# [AIM]
Report every line of the entries below that contains the string "glass", treating case as significant.

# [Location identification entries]
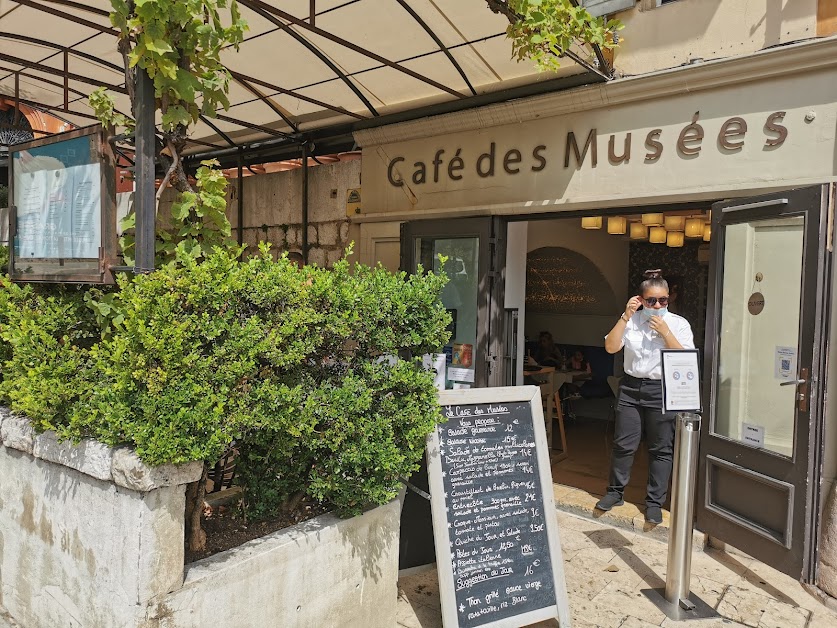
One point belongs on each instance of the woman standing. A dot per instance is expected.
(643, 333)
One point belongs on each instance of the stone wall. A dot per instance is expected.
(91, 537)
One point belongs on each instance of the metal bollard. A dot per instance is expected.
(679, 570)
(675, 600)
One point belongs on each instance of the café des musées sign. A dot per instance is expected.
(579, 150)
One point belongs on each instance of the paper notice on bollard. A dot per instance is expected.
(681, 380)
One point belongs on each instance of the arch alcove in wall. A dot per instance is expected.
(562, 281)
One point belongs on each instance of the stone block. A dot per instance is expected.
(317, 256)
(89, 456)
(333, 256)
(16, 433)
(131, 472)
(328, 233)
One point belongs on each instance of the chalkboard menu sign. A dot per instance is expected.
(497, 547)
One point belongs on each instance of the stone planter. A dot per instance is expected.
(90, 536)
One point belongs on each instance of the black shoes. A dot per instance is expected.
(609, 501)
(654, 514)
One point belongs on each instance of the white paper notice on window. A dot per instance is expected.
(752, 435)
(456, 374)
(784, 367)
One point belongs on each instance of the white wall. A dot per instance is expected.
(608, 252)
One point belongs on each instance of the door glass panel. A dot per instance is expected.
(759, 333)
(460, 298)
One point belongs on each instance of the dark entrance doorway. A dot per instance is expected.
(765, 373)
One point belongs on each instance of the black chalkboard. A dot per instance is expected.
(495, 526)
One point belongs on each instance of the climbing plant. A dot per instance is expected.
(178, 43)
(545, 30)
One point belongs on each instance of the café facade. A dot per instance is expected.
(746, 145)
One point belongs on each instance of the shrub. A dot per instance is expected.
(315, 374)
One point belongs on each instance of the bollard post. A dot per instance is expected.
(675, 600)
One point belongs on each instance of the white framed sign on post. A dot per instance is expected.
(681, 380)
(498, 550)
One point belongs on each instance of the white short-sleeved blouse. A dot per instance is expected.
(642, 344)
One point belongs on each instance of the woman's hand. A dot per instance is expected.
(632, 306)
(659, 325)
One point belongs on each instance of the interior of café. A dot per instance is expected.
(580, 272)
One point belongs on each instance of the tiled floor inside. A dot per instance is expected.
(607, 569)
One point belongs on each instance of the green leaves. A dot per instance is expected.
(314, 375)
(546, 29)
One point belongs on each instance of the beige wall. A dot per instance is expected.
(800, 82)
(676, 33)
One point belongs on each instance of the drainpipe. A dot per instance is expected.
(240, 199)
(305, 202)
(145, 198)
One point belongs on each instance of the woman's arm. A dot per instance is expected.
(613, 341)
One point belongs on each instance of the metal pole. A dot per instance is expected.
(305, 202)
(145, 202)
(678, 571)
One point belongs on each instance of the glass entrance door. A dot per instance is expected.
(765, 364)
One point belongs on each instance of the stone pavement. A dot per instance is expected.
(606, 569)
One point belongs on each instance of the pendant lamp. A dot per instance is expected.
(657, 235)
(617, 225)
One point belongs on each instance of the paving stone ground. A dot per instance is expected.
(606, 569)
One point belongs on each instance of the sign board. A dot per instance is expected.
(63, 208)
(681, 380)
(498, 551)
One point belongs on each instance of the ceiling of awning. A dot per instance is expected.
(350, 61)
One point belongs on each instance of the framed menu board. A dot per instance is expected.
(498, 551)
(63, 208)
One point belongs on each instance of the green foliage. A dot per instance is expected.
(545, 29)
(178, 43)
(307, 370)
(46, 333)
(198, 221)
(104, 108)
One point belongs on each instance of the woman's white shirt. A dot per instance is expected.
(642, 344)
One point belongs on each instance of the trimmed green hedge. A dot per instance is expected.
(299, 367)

* * *

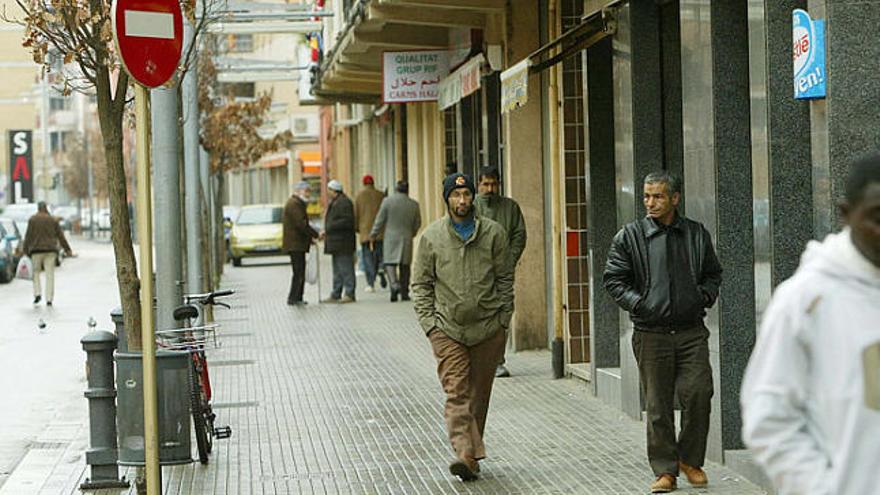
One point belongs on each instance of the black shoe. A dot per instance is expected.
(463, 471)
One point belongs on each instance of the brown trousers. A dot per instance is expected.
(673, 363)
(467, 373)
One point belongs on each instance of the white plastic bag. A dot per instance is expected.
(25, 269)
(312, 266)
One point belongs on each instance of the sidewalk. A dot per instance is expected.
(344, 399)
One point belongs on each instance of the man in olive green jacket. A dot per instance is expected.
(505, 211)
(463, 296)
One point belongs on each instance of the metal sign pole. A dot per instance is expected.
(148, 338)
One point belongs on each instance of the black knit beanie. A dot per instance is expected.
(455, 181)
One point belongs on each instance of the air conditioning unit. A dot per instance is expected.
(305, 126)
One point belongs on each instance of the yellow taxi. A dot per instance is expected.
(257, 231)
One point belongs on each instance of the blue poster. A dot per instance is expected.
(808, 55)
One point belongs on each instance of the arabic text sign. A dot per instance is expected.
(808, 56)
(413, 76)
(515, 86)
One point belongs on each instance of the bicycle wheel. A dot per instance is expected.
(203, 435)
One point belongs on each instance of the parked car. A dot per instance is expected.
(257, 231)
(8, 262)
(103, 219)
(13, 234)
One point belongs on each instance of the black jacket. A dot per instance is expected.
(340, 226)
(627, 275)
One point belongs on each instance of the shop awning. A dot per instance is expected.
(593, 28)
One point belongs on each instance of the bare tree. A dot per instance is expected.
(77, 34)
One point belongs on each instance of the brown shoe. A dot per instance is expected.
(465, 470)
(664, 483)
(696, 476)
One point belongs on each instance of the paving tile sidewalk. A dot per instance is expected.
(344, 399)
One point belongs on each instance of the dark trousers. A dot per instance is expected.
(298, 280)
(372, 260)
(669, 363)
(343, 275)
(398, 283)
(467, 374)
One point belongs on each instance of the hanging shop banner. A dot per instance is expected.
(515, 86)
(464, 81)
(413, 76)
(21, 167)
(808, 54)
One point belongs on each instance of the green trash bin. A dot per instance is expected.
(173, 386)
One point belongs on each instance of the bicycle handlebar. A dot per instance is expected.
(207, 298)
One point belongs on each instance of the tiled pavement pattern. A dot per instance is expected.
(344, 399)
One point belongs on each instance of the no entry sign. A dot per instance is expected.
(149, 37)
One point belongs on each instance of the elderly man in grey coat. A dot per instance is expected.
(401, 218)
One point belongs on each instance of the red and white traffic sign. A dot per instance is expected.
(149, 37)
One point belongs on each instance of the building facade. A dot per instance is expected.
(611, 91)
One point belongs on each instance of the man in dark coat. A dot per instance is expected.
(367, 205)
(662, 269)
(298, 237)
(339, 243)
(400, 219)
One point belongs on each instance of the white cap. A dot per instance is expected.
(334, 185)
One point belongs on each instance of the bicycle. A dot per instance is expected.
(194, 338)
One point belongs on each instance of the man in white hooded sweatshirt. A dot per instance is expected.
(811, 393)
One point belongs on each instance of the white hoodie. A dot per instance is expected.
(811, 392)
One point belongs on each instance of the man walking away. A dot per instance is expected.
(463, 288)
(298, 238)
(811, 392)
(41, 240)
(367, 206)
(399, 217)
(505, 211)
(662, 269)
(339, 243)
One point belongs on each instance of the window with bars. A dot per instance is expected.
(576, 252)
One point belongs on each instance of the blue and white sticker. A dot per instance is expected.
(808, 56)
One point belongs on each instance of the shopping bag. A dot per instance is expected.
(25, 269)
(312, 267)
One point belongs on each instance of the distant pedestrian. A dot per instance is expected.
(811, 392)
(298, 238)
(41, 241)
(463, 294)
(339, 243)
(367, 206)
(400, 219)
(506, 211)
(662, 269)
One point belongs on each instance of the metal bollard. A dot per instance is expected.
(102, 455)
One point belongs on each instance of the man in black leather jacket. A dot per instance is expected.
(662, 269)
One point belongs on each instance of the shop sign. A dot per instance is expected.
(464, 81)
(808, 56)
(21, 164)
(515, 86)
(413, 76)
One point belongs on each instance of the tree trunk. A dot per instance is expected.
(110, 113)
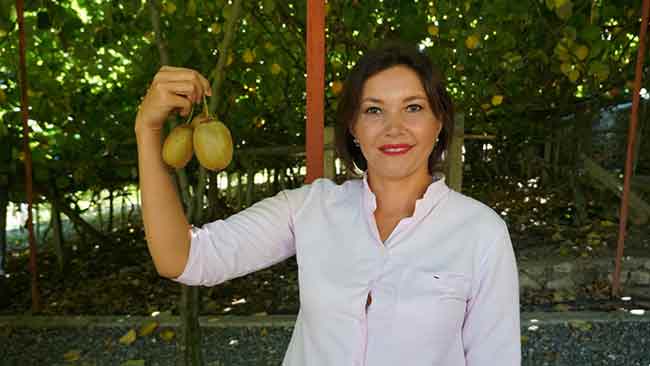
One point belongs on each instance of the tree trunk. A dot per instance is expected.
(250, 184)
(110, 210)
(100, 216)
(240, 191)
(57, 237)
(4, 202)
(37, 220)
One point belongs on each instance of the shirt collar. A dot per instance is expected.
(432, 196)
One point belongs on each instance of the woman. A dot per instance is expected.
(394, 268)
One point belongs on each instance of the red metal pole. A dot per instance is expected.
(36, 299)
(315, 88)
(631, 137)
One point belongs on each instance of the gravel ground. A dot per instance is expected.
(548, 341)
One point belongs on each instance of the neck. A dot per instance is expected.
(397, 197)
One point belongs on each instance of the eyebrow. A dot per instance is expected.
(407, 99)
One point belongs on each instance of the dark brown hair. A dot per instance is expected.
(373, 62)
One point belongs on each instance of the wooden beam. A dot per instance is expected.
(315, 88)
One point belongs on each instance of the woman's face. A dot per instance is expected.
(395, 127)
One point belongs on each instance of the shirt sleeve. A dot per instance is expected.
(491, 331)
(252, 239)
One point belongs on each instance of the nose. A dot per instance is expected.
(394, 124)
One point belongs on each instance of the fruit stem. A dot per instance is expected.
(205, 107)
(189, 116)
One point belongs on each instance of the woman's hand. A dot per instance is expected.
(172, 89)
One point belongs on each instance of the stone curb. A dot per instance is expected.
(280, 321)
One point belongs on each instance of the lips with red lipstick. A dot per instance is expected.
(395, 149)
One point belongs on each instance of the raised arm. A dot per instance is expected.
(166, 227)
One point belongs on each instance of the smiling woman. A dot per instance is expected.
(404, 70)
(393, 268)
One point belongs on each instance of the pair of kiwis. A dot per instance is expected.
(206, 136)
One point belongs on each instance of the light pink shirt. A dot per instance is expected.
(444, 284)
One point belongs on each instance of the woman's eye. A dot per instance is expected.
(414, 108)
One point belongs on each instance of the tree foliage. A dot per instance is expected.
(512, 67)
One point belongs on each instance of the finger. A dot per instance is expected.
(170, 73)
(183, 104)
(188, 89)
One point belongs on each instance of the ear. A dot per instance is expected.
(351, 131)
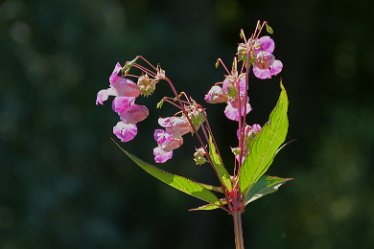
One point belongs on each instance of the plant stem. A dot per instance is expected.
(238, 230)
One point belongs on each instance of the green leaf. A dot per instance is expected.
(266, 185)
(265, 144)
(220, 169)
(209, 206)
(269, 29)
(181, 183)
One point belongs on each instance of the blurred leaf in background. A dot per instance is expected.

==

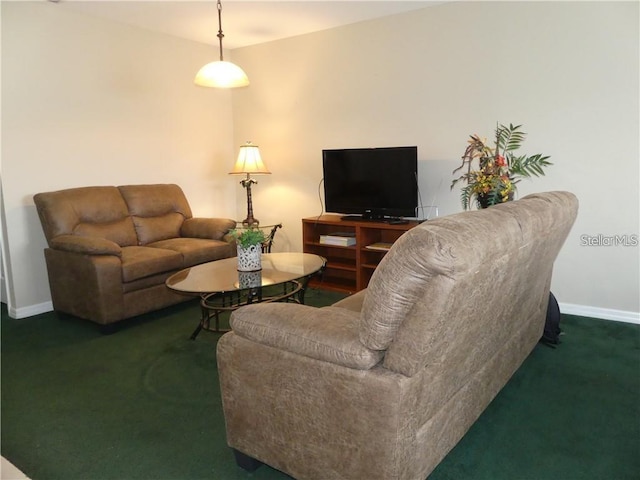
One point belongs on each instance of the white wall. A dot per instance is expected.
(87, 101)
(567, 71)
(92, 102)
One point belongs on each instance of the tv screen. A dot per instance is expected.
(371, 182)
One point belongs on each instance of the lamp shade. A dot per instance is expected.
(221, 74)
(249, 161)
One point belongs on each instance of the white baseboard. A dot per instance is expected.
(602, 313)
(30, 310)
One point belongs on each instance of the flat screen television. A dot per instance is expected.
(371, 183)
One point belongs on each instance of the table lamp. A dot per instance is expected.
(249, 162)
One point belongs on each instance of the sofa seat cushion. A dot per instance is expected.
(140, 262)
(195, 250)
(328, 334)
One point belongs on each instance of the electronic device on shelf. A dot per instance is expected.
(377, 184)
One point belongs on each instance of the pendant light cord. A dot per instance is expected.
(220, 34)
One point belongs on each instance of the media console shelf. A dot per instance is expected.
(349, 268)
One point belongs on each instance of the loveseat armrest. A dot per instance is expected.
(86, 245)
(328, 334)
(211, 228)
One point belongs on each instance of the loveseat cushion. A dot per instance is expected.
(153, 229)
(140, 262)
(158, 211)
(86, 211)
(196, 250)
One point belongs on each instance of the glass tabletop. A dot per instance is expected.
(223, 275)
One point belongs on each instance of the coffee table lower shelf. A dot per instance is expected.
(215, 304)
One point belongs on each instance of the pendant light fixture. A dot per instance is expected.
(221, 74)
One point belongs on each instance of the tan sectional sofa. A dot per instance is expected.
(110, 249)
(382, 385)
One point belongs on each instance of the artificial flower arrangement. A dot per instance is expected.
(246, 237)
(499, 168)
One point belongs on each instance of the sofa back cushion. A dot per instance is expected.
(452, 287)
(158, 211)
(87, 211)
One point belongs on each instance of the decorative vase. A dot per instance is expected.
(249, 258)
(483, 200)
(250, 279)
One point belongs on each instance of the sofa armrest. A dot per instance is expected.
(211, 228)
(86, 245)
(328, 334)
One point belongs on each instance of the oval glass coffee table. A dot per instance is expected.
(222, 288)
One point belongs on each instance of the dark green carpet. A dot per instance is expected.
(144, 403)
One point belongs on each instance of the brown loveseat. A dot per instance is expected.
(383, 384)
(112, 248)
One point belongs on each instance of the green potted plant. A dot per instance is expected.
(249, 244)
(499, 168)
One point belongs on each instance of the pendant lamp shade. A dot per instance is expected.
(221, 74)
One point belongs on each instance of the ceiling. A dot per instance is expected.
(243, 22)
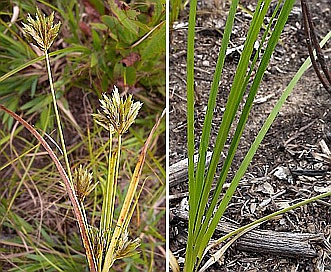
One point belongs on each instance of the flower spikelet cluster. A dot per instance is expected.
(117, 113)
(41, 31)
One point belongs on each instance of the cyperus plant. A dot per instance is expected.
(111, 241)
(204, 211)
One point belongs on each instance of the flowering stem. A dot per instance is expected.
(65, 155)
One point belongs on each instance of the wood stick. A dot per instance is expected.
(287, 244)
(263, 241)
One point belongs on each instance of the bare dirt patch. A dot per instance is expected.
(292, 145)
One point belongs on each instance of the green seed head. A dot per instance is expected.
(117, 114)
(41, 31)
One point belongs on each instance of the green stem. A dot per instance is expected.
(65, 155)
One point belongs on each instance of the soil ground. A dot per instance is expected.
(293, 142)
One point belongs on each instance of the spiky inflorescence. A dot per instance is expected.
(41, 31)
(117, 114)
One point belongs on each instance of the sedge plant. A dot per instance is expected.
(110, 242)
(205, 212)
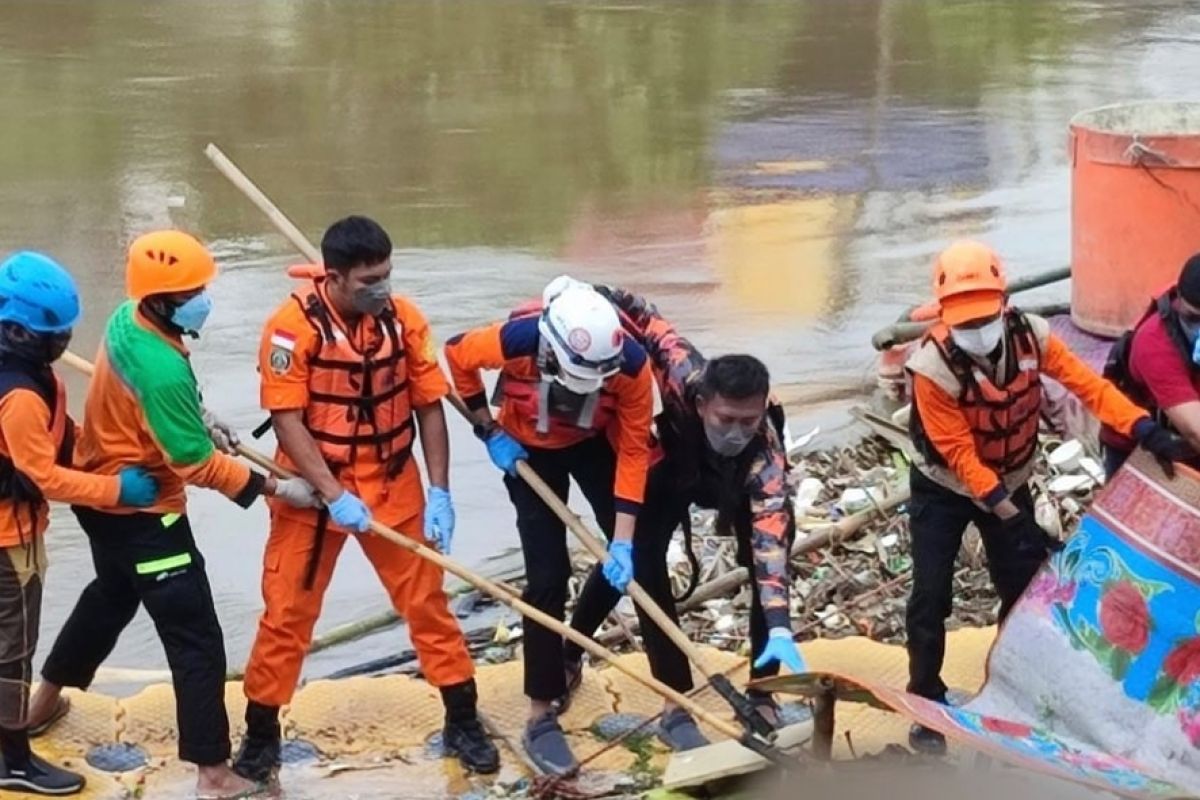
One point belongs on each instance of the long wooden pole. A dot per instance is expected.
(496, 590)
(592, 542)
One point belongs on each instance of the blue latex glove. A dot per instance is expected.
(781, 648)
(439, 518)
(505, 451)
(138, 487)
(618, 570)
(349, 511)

# [CORRECT OUTPUT]
One point belongs on each instance of the door glass panel. A dot per instance is expected.
One point belongs on each instance of the glass entrance door. A dot per instance is expected.
One point belongs on each instance of the glass tabletop. A dot per instance is expected.
One point belongs on each instance of the oval glass coffee table. A dot per instance is expected.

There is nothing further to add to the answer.